• Your instructions:
Transcribe every record verbatim.

• Data items:
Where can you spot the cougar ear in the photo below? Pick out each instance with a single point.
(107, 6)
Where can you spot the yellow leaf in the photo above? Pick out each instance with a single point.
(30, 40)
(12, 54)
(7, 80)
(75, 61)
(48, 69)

• Solution to this task:
Where can you spot the cougar ear in the photo below? Pick out each instance with a single point.
(107, 6)
Where can you spot the yellow leaf in the photo above? Pick out each instance with a single point.
(30, 40)
(12, 54)
(7, 80)
(75, 61)
(48, 69)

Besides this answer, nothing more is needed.